→ Exercise objective: Reproduce the data below word for word, leaving out the pictures.
╔══
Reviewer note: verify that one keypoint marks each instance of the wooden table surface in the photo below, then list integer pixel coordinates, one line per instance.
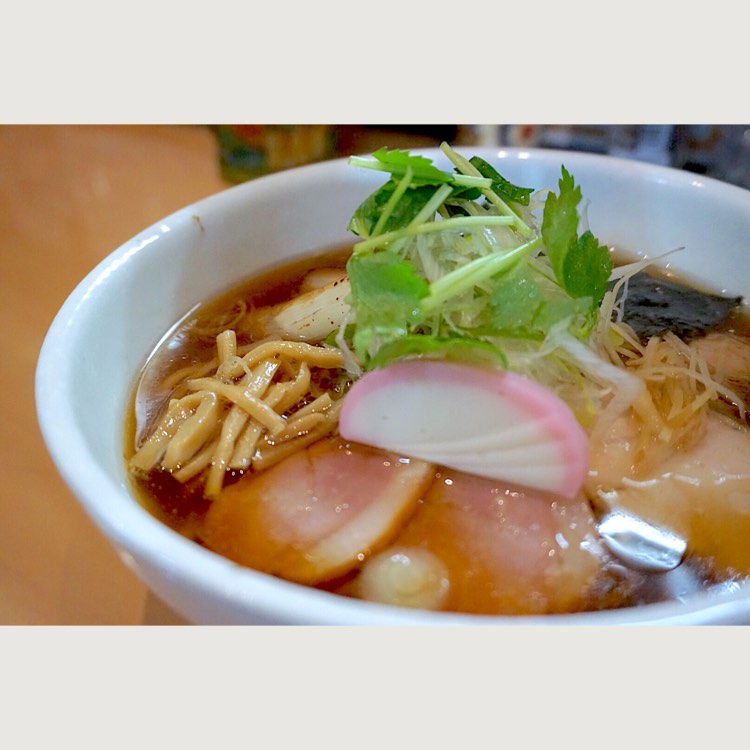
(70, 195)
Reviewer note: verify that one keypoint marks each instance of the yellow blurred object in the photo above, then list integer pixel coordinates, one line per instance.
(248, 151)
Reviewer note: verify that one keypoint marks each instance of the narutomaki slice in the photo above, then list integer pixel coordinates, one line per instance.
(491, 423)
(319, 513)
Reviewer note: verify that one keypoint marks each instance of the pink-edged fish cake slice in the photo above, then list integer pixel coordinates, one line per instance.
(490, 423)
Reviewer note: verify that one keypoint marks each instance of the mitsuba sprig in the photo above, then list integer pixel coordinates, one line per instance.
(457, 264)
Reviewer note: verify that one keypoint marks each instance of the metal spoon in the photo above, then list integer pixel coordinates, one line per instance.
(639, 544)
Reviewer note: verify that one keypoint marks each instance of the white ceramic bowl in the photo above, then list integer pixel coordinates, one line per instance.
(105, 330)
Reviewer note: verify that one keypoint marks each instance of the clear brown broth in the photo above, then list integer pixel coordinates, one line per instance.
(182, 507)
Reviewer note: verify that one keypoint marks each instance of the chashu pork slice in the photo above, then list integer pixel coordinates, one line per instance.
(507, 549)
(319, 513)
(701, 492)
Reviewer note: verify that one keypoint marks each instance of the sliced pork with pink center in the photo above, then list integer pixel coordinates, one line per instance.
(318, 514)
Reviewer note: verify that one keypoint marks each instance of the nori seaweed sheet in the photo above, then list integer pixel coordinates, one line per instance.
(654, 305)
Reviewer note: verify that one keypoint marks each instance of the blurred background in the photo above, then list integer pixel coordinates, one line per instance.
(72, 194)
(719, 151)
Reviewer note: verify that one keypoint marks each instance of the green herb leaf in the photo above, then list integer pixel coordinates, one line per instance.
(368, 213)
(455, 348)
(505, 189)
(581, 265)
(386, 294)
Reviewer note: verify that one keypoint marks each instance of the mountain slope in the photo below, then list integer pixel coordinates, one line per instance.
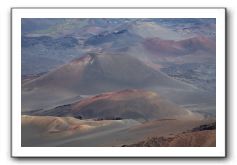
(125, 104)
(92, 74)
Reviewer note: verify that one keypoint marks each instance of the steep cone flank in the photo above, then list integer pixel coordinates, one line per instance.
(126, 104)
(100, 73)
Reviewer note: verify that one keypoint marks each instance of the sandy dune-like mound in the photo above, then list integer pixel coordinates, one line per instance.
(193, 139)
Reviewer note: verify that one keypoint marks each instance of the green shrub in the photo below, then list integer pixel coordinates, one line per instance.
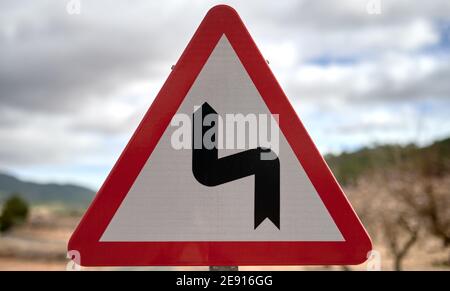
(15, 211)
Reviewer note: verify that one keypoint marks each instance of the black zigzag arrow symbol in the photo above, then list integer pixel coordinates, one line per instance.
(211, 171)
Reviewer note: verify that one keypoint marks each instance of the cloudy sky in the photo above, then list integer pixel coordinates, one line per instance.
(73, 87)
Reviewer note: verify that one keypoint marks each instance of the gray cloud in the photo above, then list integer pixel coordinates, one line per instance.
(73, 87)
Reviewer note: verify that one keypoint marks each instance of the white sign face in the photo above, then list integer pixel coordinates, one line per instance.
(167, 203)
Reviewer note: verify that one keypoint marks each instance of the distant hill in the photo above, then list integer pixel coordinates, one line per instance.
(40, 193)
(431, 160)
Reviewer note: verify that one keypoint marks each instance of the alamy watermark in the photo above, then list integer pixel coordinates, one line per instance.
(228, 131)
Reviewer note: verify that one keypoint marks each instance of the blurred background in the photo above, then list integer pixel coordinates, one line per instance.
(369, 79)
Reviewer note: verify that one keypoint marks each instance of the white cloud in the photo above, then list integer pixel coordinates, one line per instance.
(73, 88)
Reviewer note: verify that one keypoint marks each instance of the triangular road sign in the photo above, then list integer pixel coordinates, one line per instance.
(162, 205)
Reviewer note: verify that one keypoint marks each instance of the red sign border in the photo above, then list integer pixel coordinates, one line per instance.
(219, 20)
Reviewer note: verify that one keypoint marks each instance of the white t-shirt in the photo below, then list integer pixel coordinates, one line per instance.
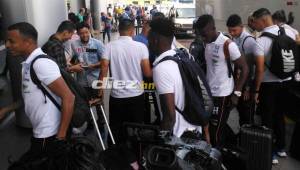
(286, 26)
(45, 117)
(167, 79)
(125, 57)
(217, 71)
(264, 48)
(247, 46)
╚══
→ Task answer:
Reviewer note: verify that one keypoint marks each instance of the wooden table surface in the photo below, then list integer pixel coordinates, one line per instance.
(70, 195)
Reviewer note: verify that one keypoint marks each instance of the yellow blurred object in the photo above, then list integer pixel coordinates, one line per instance.
(248, 151)
Reviewer note: verify that one keypoint marks each instance of the narutomaki slice in the photo above, then list integer pixel coordinates, one line per instance.
(491, 423)
(319, 513)
Reviewer note: verify that one keypoint marks each instance of the pink-edged fish cake slice in the photo above, then list integer pixel coordinates, one line per instance.
(490, 423)
Reviewer note: verify that one keypoint marks each instance of the mitsuba sprig in the photo above, then list integer pixel coordinates, one line per instance.
(457, 264)
Reviewer note: verify that one keypoint marks each instance of the metal spoon in the photo above, then list integer pixel coordinates, one line per instance.
(639, 544)
Reviewer note: verify that one keypoint marks each instance of the white ceramic bowl in the photo above, then list integer pixel coordinates, one line per instance.
(105, 330)
Reviewer note: verify that one keypoint marks each instance of the clear brown broth in the photo above, then list integer pixel coordinates, one line per instance.
(182, 507)
Reviewer note: verify that one keypoint marks each instance of the chashu pork slice in the photo above, then list integer pixel coordinates, one line per instance.
(507, 549)
(319, 513)
(701, 492)
Reviewer note: verify that one keypoint marks each instance of the sliced pork with pink center in the photo above, then list integer pixel coordinates, one line per instance.
(318, 514)
Reviewer note: verify that one keypoint marks each instance of the nori seaweed sheet in the photo above, then list integer pixel coordinates, one line per instance.
(654, 305)
Reviewer note: verify that one keypoint marks each instance of the blurred background in the photo above, then list integer pixel coordinates, one line per instance.
(72, 194)
(719, 151)
Reviewer note: verify that one keypoint marks each instance of the green herb leaf in the photo above, then list integer pixel coordinates, one line per instance.
(368, 213)
(455, 348)
(505, 189)
(581, 265)
(386, 294)
Reviewer note: verify that one keypoint marks each instance of the mountain slope in the photo below, then list integer pixel coordinates, one line per instance.
(125, 104)
(92, 74)
Reviewer note: verify that one keypoint marks each instance of the steep cone flank in the photo above, then list integer pixel coordinates, one line per instance.
(126, 104)
(100, 73)
Reviewer note: verify that one keypoint marks each instance of the sandy dune-like mound in the photo above, then list integer pixel coordinates, one line per instance.
(193, 139)
Reviewer note: verify that one keypoint marks each instance of the green shrub in the photo below, then list integer pixel coordinates, one line per instance.
(15, 211)
Reviewer note: verify that one keypoint marks each instance of the black zigzag arrow symbol in the photo above, then list integer pixel coordinates, one line per instance.
(211, 171)
Reviewer note: verify that one keypoint marks each instance of the cloudy sky in the photo above, then list integer pixel coordinates, one line per instance.
(73, 87)
Reviewer note: verify that one keypoint marks each instance of the gray cloud in the photo above, then list integer pixel coordinates, one line per instance.
(73, 87)
Reviewer note: verify that one keypoint marks each instance of the white sign face in the photo above, then list integer pixel coordinates, one line per instance.
(167, 203)
Reviewer note: verify that one keypoint marks each instance of the distant hill in the photo above, then list integer pixel coordinates, one line per instance.
(40, 193)
(431, 160)
Reviewer note: verify that one keypoint marks each instance of the alamy watermark in the photo above, then list integer pixel coordinates, one line per instance.
(228, 131)
Reviewer note: verify that one keypoint marks each instance of the blurred background in the photo above, then list integer pixel coordinates, one line per instance.
(369, 79)
Reviewer note: verify that one keypoint marks each instance of the white cloud in the photo above, then list integer pixel coordinates, one line per instance.
(73, 88)
Reviewer note: verify that one keypoint marks each instance of the triangular road sign in the photo above, then list integer pixel coordinates, one line per instance.
(162, 205)
Reviewer note: verify that one keypoint marks each instance of the red sign border in the photo above, then list integer pixel coordinates, one line per instance.
(219, 20)
Reviewer note: verify that one keypoint marks each instance of the white t-shirt in the photo below, then list integer pixel coordinates, one line per instance.
(286, 26)
(45, 117)
(167, 79)
(125, 57)
(217, 71)
(264, 48)
(247, 46)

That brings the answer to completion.